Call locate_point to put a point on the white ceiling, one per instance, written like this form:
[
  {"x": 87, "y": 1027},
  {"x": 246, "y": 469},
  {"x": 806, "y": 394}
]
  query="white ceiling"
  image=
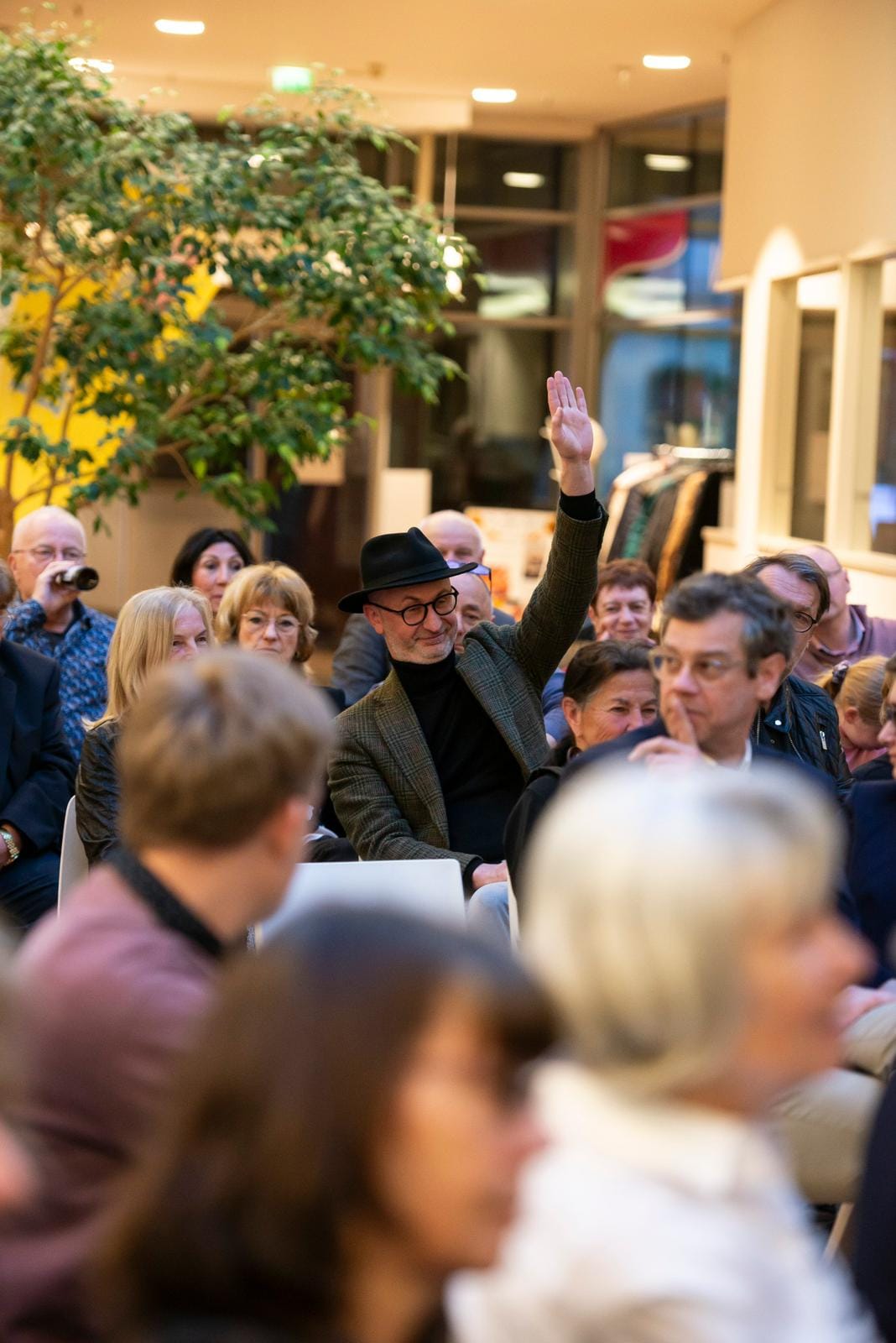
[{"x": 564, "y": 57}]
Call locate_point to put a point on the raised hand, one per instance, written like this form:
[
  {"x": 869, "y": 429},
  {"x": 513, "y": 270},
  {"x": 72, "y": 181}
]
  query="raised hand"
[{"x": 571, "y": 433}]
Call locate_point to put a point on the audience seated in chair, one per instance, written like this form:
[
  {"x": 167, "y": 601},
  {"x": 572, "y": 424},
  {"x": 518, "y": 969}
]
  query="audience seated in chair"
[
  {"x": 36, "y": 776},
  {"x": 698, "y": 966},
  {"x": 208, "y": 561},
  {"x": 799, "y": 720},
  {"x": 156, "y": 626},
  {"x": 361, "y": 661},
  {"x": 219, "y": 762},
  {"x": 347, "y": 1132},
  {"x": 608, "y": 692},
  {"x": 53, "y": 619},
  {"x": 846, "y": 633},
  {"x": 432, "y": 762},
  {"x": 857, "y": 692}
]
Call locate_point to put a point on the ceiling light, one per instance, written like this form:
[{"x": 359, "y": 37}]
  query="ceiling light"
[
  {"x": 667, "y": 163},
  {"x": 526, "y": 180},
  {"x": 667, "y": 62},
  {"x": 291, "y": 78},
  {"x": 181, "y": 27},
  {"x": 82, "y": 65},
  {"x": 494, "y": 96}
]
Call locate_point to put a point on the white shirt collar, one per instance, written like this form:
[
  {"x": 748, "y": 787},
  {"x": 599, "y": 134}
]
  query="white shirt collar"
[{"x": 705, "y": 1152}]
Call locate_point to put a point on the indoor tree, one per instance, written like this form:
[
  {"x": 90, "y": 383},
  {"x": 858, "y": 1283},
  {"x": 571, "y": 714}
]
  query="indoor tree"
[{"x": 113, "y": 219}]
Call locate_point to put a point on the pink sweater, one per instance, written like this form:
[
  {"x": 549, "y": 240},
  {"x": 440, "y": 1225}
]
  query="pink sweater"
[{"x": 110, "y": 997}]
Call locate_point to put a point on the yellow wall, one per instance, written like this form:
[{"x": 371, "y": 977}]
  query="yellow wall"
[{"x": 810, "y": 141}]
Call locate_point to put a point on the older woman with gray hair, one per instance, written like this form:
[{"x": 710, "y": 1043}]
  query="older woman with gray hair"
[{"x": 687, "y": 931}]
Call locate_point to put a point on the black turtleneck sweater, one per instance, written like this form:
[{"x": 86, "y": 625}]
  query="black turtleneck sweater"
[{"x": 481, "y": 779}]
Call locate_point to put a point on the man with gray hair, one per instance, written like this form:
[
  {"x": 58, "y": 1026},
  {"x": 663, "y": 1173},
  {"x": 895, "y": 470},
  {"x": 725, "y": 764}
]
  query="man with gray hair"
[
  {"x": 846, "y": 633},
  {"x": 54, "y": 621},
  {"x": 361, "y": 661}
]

========================================

• Task brief: Restate the whole listing above exactly, please, omitting every image.

• Answer to the exercise:
Call locate_point to put a point on the white ceiling, one per instance, written like this form:
[
  {"x": 87, "y": 1027},
  {"x": 246, "y": 469},
  {"x": 806, "y": 394}
]
  query="white ceiling"
  image=
[{"x": 564, "y": 57}]
Call locate_point to put a point on the raised hand, one per instance, written like this form:
[
  {"x": 869, "y": 429},
  {"x": 513, "y": 270},
  {"x": 72, "y": 181}
]
  query="raised hand"
[{"x": 571, "y": 433}]
Call locate_point to put a point on the audience seated in chair, one per instance, written like this form:
[
  {"x": 167, "y": 601},
  {"x": 572, "y": 424},
  {"x": 518, "y": 969}
]
  query="audience seated in chair"
[
  {"x": 36, "y": 776},
  {"x": 698, "y": 966},
  {"x": 208, "y": 561},
  {"x": 799, "y": 720},
  {"x": 156, "y": 626},
  {"x": 361, "y": 661},
  {"x": 219, "y": 762},
  {"x": 347, "y": 1132},
  {"x": 608, "y": 692},
  {"x": 53, "y": 619},
  {"x": 846, "y": 633},
  {"x": 432, "y": 762},
  {"x": 857, "y": 692}
]
Call locate_point to put a point on the ceiling light, one per instance, written like this form:
[{"x": 359, "y": 37}]
  query="ceiling light"
[
  {"x": 667, "y": 163},
  {"x": 526, "y": 180},
  {"x": 667, "y": 62},
  {"x": 291, "y": 78},
  {"x": 181, "y": 27},
  {"x": 82, "y": 65},
  {"x": 494, "y": 96}
]
Call locate_point to put a point on the white shirt collar, one per instance, written like this form:
[
  {"x": 748, "y": 787},
  {"x": 599, "y": 134}
]
  query="white shirt collar"
[{"x": 705, "y": 1152}]
Call locate_point to put a point on the indoor tree, one per instance, written like this form:
[
  {"x": 90, "y": 383},
  {"x": 858, "y": 1283},
  {"x": 571, "y": 714}
]
  query="indoor tree"
[{"x": 113, "y": 219}]
Call locate_point to put a point on the pink sweater, one per instance, written like this form:
[
  {"x": 549, "y": 240},
  {"x": 440, "y": 1225}
]
  query="pink sweater"
[{"x": 110, "y": 997}]
Call locate_point to put a point on the yellow wall, one per instance, written like this form:
[{"x": 371, "y": 977}]
  query="yellow wall"
[{"x": 810, "y": 141}]
Call locate_point to put a point on the older woman with gray hair, one per instance, written like this form:
[{"x": 710, "y": 1043}]
  query="older woman with gray hair"
[{"x": 687, "y": 931}]
Call locate_point to put a point on the black turtleneck sweater, one per instance, written like this form:
[{"x": 86, "y": 625}]
  query="black turtleneck sweater"
[{"x": 481, "y": 779}]
Call locate_point to put a point on the man with gray hair, one per instance, written like this form:
[
  {"x": 58, "y": 1026},
  {"x": 663, "y": 1173},
  {"x": 895, "y": 470},
  {"x": 725, "y": 764}
]
  query="man with gray hair"
[
  {"x": 846, "y": 633},
  {"x": 54, "y": 621},
  {"x": 361, "y": 661}
]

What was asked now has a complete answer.